- _Short task 1_: In the comment thread below, how many people were killed when police and army troops broke up the march in central Cairo?

Like Rand, I think one should fight words with more words.
@ Bob-1
Fighting words with more words is fine, if words alone are at issue. However, with islamists, like the Nazis, their intent and actions went far beyond words – and fighting such with words alone is a sure route to defeat. Focusing on a particular narrow moment and calling it free speech, be it the Nuremberg rallies or the pro-Morsi demonstrations, ignores the truth of the whole. In Germany, they went on to commit horrors such as the world has never seen – and aside from the islamists, would prefer to not see again.
Eh, it’s just words…
http://humanevents.com/2013/07/26/muslim-brotherhood-kills-its-supporters-to-implicate-egyptian-military/
And there’s this from when Morsi was in power:
http://www.nytimes.com/2011/11/24/opinion/the-copts-and-the-arab-spring.html?_r=0
Last month a peaceful march protesting the destruction of a church in upper Egypt was broken up by police and army troops in central Cairo. Twenty- seven people were killed, some of them run over by military vehicles, and more than 300 people were injured.
Bob-1 thinks you should be able to call base.
I am also not for killing protesters but lets not forget what they were protesting for and the recent events in Egypt at the time.
Obama didn’t even send a junior undersecretary of meaningless nothings to the Paris rally. He pimp slapped them, those xenophobic clingers marching at rally that’s not aimed at ending racist US abuse and oppression, marking the vast Paris march as less authentic and socially important than an angry mindless mob burning down an auto parts store in Ferguson Missouri.
The narrative Obama wants is one where we seek to understand the frustrations of a black African Muslim (a civil rights trifecta) who finds himself driven to violence in a kosher deli in Paris, and whether the Kouachi brothers are really a cover alias for the Koch brothers.
The problem for muslims is Islam. Muslims are just people like everyone else, but Islam is definably evil. Being muslim makes it difficult to extricate from Islam (since it’s part of the definition and culture) but nothing less will do. Islam itself, because it’s got deception at its core, is not fixable.
Some muslim that is a genuinely good person, because deception is a core feature of Islam, just becomes a useful tool of the evil. It’s a religion of peace, don’t ya know?
I agree, Obama is a useful indicator of the wrong side of any issue or wrong side of any govt. to support, but you have to be careful of the issues he doesn’t care about.

- _Short task 2_: Show each line of the listing below that contains the string "light". Case counts.

- _Data_:
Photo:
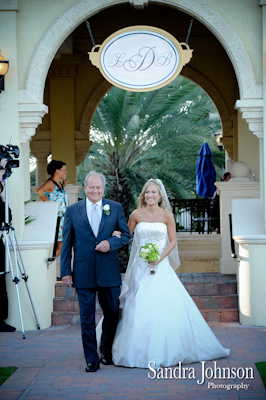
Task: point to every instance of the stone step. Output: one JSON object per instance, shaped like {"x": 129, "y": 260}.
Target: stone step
{"x": 215, "y": 295}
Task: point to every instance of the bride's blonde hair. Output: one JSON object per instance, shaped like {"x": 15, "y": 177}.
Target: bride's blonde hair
{"x": 164, "y": 203}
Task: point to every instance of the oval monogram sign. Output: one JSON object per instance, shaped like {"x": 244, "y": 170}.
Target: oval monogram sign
{"x": 140, "y": 58}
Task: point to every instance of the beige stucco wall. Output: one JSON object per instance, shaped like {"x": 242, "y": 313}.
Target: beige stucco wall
{"x": 248, "y": 147}
{"x": 37, "y": 16}
{"x": 33, "y": 20}
{"x": 245, "y": 17}
{"x": 22, "y": 31}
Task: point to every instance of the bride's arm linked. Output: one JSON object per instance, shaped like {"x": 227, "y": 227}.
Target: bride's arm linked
{"x": 171, "y": 230}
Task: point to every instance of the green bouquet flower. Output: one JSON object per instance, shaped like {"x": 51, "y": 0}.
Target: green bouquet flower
{"x": 149, "y": 252}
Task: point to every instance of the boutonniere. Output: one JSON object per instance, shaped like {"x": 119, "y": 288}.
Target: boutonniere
{"x": 106, "y": 209}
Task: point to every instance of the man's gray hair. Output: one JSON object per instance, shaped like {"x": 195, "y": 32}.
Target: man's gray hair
{"x": 94, "y": 173}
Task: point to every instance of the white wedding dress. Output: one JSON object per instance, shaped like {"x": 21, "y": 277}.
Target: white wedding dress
{"x": 160, "y": 322}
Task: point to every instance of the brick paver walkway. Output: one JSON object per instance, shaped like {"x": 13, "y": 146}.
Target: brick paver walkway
{"x": 51, "y": 366}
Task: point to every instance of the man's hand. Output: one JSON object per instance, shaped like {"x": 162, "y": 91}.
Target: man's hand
{"x": 67, "y": 280}
{"x": 103, "y": 246}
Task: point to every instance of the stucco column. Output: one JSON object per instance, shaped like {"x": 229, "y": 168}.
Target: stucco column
{"x": 63, "y": 123}
{"x": 41, "y": 170}
{"x": 236, "y": 188}
{"x": 263, "y": 4}
{"x": 9, "y": 132}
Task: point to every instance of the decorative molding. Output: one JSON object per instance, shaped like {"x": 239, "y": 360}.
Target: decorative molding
{"x": 250, "y": 239}
{"x": 30, "y": 115}
{"x": 139, "y": 3}
{"x": 74, "y": 16}
{"x": 252, "y": 112}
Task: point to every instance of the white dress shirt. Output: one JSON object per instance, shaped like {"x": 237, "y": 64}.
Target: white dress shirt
{"x": 89, "y": 205}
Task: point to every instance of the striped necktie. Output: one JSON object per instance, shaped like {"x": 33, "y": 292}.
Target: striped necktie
{"x": 95, "y": 219}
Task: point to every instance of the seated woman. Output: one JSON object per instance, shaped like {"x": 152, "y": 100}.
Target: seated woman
{"x": 54, "y": 191}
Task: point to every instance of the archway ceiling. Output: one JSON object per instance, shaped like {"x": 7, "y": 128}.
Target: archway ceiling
{"x": 209, "y": 57}
{"x": 210, "y": 66}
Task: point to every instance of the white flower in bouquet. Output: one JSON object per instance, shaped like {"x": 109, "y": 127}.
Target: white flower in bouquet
{"x": 149, "y": 252}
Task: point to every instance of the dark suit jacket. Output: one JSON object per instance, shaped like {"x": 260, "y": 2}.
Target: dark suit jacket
{"x": 92, "y": 268}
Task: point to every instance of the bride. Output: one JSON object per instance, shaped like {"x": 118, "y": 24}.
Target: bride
{"x": 159, "y": 322}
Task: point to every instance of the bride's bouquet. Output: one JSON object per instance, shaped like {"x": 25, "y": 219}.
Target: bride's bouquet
{"x": 149, "y": 252}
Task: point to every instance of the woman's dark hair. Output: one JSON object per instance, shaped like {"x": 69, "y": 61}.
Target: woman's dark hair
{"x": 53, "y": 166}
{"x": 224, "y": 176}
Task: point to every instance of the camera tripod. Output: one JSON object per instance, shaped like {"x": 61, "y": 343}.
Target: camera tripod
{"x": 17, "y": 268}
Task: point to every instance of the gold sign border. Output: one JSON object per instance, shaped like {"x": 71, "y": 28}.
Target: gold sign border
{"x": 185, "y": 55}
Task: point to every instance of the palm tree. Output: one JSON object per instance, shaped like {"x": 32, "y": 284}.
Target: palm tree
{"x": 153, "y": 134}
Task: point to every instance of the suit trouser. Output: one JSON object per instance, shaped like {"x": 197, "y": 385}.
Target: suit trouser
{"x": 109, "y": 302}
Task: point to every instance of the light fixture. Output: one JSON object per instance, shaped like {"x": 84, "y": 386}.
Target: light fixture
{"x": 3, "y": 70}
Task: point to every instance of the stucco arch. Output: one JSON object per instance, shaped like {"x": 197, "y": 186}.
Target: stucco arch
{"x": 74, "y": 16}
{"x": 32, "y": 109}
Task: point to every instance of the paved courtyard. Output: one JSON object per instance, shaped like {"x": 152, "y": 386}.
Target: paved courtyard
{"x": 51, "y": 366}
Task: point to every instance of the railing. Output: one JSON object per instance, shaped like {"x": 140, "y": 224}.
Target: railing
{"x": 195, "y": 215}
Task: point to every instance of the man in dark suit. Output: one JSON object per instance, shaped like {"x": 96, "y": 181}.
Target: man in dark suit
{"x": 88, "y": 228}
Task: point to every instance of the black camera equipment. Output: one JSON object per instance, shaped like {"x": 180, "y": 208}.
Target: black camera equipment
{"x": 7, "y": 152}
{"x": 8, "y": 232}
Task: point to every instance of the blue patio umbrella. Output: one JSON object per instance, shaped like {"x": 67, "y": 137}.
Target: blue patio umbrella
{"x": 205, "y": 172}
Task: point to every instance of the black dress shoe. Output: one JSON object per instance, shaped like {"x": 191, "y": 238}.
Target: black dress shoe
{"x": 107, "y": 361}
{"x": 6, "y": 328}
{"x": 92, "y": 366}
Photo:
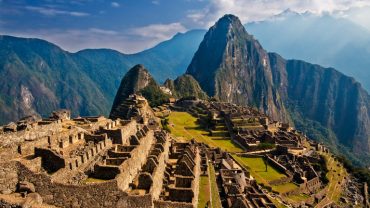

- _Written reply 1_: Twenty-seven people were killed.

- _Written reply 2_:
Task: point to every instance of the light fixture. Output: one JSON object per instance, shaped like {"x": 84, "y": 386}.
Target: light fixture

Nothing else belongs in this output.